# What is being asked
Beginning at the line containing "point: the tree |" and continuing to the end of the records below, give each line again exactly as it stands, and only those lines.

* * * *

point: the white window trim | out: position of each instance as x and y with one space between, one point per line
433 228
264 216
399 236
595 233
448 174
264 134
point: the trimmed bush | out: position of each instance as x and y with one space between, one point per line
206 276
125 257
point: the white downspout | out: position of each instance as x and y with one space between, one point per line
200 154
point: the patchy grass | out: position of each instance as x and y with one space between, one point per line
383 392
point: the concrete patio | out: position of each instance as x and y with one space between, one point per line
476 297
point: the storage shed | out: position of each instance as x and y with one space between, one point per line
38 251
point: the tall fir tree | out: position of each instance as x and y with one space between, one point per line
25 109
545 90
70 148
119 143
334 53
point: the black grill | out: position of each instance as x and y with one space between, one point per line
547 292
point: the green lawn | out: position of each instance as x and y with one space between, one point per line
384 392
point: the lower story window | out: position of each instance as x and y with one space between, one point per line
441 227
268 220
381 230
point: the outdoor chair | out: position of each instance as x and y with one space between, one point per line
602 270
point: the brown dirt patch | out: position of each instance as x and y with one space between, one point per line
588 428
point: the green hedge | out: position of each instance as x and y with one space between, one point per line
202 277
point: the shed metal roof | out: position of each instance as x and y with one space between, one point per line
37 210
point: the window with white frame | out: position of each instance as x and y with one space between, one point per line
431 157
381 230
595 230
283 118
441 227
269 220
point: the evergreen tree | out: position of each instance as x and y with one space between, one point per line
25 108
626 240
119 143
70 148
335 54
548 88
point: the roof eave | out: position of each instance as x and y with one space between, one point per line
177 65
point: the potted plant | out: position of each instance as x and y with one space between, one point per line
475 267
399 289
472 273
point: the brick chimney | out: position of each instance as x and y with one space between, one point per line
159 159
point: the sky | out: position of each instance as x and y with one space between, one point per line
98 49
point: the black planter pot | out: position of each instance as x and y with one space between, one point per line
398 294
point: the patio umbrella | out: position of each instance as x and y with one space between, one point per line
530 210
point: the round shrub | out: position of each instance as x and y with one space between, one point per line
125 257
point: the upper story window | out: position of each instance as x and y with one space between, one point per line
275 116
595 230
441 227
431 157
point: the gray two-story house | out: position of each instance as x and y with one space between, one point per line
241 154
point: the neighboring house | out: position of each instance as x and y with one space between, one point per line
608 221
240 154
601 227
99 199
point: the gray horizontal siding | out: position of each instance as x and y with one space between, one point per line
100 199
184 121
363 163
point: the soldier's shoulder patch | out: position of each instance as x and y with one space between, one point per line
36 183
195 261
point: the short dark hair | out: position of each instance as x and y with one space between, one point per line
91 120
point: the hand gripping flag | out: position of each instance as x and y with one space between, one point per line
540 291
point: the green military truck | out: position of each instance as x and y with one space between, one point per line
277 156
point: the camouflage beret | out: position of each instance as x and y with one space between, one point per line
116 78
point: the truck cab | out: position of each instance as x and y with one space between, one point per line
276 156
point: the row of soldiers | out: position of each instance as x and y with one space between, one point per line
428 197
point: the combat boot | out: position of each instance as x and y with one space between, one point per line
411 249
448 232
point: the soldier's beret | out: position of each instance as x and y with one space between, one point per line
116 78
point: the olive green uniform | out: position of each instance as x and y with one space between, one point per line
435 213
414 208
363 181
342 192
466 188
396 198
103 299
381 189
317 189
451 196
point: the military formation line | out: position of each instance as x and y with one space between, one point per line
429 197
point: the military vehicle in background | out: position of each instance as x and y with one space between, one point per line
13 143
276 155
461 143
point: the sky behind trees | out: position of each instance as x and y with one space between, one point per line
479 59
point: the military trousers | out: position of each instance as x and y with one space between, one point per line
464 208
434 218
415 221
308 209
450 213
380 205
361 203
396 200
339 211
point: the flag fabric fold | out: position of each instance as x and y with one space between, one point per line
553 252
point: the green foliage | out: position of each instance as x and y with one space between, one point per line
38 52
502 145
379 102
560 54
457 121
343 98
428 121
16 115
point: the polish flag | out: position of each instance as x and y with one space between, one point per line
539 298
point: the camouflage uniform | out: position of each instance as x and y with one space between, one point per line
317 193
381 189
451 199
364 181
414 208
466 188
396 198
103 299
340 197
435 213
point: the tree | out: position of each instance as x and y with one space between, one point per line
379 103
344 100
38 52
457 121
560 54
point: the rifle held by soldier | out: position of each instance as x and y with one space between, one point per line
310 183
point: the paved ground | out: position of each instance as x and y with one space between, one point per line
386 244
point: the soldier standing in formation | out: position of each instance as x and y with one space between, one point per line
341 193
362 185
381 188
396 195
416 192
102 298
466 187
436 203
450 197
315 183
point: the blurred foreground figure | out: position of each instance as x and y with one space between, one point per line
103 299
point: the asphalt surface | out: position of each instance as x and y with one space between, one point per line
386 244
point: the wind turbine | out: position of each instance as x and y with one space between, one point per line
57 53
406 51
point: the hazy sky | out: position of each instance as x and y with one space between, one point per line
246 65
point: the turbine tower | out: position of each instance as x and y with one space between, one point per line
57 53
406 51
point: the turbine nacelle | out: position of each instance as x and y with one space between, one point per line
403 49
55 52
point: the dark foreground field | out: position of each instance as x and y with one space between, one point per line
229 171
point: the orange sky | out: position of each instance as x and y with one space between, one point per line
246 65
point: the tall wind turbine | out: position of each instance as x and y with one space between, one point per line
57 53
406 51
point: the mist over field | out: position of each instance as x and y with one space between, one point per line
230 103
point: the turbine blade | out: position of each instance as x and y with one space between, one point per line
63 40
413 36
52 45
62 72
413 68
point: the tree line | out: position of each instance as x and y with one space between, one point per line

* * * *

# Full solution
point: the tree | out: position of each instance as x and y with one space between, one point per line
379 103
344 100
38 52
457 121
560 54
point: the rifle held by soldier | out: position of each instance as x and y with one space between, one point per line
310 183
point: the paved ground | out: position of each instance as x and y with one space between, one point per line
386 244
point: the soldier standing in formation | out: position of each instance as x and y with one space between, one point per line
341 193
362 185
381 188
396 195
416 192
102 298
466 187
436 203
450 197
315 183
point: the blurred foreground figure | out: position of each instance as x and y with one space between, one point per line
103 299
point: the asphalt surface | out: position of each instance as x and y with one space between, one point per line
386 244
point: the wind turbine | out: position of each instance as x and y with one space between, one point per line
57 53
406 51
point: the hazy sky | out: position of each instance as x and y with one space between, one point per line
246 65
point: the turbine tower | out: position of each instance as x and y with one space between, one point per line
57 53
406 51
point: the turbine nacelle | out: position of each instance as x and y with one space between, one point per line
403 49
55 52
point: the dark foreground field | out: position of each instance as x and y with one space between, one point per line
229 171
point: the orange sky | out: position of each instance as x and y with one space between, one point per line
246 65
point: the tall wind turbine | out: position of each instance as x and y with one space between, one point per line
57 53
406 51
point: the mist over field | out: position of each instance as x and y with one space between, one point per line
230 103
point: the turbine blade | out: position of each instance as x and y with one space between, one point per line
63 40
413 36
52 45
62 72
413 68
point: the tree line | out: position of each instance as x and y with one space between, one point per line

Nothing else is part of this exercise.